(Records from a collection)
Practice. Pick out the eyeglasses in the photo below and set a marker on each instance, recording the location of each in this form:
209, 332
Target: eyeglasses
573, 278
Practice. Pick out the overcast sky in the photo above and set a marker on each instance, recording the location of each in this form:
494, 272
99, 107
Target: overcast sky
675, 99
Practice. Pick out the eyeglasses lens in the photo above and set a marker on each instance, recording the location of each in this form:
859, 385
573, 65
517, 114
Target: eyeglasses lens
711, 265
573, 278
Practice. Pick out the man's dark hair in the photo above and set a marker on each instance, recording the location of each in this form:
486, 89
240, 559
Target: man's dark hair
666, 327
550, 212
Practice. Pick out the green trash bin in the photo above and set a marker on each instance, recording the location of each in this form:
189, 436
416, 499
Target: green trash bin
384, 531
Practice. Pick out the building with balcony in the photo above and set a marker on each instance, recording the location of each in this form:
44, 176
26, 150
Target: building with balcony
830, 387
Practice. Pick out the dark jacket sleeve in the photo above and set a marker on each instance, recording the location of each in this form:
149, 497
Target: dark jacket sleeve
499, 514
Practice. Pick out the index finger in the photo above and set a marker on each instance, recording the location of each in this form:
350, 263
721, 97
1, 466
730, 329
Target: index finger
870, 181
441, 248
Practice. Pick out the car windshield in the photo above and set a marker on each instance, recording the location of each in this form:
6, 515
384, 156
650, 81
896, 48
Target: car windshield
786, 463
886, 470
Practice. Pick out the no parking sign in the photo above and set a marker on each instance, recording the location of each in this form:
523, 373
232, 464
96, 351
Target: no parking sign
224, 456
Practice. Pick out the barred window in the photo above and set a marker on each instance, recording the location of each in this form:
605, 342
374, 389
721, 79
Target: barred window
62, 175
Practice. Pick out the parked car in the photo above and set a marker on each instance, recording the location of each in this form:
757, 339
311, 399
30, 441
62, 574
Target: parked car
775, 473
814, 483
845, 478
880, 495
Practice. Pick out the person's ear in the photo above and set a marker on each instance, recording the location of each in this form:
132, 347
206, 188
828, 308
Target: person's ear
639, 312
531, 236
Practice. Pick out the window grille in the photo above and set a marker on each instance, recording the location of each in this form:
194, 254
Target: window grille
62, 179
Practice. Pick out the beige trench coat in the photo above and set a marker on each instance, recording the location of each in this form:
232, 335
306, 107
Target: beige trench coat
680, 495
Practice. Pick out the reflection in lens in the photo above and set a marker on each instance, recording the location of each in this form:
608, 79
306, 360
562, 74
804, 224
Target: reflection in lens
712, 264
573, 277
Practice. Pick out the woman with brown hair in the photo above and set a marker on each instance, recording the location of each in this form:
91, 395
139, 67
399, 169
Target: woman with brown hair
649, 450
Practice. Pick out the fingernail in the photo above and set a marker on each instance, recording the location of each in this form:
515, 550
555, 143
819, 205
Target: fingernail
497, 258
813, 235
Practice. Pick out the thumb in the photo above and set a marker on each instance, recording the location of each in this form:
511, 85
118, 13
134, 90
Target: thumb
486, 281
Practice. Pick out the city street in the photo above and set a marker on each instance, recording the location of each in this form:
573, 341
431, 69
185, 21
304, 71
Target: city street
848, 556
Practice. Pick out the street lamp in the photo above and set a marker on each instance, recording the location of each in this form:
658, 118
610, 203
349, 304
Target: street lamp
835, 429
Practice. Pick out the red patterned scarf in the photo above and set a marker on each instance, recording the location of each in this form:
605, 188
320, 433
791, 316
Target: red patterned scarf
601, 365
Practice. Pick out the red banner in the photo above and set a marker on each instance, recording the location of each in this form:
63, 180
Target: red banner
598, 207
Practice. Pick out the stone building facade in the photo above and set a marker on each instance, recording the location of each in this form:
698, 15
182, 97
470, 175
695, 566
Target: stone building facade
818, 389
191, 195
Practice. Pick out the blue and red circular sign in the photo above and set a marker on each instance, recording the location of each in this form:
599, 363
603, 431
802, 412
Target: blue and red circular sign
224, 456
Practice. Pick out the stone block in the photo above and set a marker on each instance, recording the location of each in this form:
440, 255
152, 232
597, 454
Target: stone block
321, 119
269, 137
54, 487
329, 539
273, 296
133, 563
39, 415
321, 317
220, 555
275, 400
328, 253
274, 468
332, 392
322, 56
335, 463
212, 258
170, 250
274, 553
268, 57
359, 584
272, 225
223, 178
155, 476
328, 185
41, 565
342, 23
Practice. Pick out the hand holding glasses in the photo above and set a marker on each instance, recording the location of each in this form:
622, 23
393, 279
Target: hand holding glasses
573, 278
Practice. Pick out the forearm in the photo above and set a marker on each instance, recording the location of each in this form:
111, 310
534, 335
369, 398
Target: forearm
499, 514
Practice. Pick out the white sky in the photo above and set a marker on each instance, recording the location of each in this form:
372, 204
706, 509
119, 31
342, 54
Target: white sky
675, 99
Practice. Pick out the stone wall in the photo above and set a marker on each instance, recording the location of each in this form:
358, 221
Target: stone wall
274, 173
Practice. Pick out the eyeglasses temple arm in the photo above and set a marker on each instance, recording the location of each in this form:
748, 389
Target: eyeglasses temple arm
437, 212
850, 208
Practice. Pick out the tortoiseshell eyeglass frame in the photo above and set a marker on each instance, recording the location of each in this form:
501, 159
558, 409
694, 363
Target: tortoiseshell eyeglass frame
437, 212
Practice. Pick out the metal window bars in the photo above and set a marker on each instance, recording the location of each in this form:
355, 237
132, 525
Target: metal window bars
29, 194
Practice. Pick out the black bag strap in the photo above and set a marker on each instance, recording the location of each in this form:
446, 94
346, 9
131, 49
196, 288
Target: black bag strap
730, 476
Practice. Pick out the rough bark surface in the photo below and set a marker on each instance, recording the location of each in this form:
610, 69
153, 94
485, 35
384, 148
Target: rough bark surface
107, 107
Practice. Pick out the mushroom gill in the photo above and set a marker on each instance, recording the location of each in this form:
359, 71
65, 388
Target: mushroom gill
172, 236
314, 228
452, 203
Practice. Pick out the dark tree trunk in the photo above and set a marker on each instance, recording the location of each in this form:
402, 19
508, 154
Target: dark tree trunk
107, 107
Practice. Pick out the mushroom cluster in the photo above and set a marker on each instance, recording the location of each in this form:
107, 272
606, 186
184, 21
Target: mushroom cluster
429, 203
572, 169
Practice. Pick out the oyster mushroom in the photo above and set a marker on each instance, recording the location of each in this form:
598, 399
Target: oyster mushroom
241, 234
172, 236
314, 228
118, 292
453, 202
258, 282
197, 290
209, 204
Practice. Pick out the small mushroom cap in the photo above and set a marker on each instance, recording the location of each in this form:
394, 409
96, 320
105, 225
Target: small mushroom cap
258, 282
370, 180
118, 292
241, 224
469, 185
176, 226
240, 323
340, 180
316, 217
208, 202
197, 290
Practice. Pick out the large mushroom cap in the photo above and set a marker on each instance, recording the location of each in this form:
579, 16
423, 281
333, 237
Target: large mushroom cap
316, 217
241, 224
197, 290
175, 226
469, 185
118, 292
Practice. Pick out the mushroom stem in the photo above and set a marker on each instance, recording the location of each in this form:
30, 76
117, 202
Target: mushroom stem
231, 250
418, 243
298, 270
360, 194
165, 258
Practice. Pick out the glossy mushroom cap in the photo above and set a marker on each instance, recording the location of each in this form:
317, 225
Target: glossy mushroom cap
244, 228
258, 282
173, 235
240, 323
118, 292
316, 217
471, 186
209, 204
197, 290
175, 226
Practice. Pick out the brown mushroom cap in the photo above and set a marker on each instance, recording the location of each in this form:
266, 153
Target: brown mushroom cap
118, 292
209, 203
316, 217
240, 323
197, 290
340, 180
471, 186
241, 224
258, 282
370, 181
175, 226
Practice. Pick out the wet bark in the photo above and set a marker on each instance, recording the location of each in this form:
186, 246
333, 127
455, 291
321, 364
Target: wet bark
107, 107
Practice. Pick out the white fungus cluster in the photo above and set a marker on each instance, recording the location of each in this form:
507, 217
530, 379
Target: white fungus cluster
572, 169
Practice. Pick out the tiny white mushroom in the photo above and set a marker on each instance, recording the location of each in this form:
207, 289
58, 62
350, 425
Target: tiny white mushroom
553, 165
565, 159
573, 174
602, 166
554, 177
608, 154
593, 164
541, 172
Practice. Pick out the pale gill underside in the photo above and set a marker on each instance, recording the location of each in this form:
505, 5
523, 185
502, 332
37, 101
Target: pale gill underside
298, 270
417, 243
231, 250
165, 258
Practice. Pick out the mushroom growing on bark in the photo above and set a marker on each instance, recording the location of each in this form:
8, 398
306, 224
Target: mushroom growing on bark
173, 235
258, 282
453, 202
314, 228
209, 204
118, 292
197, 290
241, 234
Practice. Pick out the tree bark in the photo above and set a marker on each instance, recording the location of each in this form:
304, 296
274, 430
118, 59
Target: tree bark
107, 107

* * *

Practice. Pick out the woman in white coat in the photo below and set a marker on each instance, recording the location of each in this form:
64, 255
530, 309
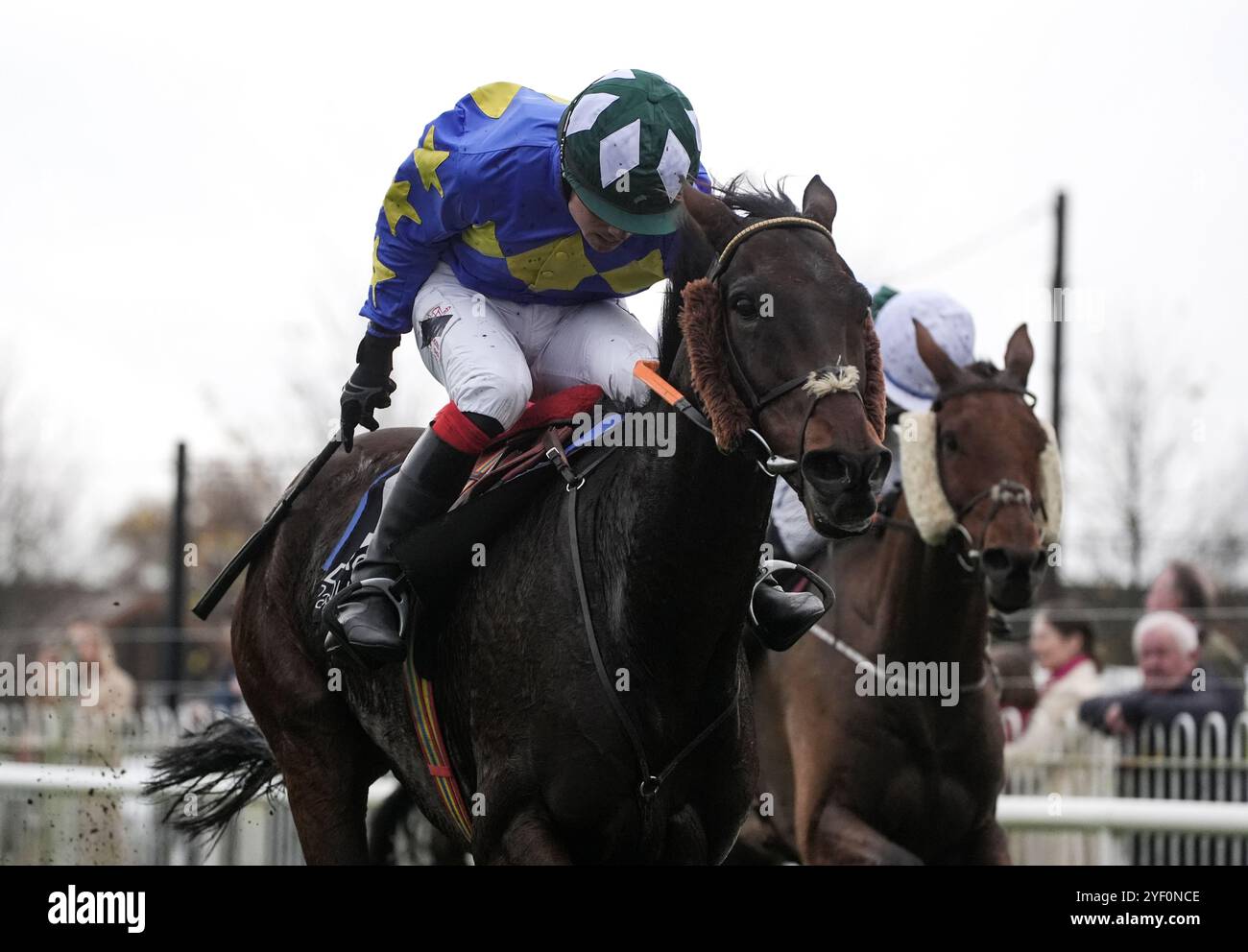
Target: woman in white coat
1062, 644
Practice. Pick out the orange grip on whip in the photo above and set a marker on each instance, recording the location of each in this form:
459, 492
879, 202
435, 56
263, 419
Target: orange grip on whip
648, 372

---

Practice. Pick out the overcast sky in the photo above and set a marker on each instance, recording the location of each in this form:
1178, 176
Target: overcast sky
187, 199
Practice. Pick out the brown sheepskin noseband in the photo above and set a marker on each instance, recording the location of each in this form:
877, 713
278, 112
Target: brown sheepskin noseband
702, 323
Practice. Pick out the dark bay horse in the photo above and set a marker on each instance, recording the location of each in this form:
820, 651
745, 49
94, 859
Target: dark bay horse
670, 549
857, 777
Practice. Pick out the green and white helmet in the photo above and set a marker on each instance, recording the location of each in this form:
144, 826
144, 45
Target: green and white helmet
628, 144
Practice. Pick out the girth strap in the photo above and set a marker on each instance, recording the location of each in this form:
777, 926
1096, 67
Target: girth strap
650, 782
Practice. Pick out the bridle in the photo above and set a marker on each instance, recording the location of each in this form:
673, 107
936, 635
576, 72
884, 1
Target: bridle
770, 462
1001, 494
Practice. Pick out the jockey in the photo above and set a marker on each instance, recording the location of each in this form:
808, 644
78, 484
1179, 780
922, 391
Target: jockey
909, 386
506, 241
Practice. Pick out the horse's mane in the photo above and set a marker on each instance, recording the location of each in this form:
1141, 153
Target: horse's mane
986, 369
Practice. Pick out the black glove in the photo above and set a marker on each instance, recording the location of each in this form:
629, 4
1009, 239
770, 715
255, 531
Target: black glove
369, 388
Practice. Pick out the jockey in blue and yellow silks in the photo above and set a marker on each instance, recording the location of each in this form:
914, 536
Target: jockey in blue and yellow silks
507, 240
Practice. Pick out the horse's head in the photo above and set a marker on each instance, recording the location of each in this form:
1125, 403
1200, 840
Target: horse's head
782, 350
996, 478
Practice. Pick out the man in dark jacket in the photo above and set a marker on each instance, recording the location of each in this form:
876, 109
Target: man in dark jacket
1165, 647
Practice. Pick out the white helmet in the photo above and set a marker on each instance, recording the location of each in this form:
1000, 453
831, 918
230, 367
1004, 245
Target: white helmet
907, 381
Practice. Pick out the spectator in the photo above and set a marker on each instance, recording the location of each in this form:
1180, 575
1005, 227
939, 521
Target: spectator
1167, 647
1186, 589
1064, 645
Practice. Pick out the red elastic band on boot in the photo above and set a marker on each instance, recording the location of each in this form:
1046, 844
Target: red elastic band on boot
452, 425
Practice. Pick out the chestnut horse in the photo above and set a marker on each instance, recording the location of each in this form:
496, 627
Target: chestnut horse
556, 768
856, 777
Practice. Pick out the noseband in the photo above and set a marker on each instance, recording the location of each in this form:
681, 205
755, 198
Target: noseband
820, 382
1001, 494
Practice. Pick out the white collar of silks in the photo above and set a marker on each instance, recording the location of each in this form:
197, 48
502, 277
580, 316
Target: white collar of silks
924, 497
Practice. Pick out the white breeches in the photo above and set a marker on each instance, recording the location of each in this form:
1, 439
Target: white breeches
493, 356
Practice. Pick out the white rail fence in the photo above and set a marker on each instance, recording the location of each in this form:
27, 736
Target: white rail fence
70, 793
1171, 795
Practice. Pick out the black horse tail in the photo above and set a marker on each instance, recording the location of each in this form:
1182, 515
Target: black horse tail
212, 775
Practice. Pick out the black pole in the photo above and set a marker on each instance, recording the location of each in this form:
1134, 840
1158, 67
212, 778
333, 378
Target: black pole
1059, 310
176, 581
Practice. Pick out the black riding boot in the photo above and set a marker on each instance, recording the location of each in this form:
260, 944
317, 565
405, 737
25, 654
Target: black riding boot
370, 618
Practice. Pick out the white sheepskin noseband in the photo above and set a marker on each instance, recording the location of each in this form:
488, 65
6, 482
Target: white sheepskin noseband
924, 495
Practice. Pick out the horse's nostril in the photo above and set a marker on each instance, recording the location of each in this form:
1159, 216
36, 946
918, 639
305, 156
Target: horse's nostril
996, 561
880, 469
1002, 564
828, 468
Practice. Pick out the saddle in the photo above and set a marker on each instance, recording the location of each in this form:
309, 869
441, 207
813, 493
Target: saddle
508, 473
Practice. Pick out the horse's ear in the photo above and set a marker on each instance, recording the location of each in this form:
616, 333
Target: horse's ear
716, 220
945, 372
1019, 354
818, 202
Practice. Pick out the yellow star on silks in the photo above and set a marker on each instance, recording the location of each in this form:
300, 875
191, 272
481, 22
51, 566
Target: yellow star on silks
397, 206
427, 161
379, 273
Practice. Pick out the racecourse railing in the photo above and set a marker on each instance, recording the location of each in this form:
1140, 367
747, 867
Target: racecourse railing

What the task requires: Please copy each line of the records above that holds the word "below".

Your response:
Practice. Pick out the eyeglasses in the photo below and set a marker on each instance, recording the location of each in this form:
Practice. Pick out the rough bark surface in the photo below and set a marker on each instance, recording the location of each in this form:
Practice. Pick out the woman in white coat in the photo below and set a marker on each instance, recording the location of each in this form:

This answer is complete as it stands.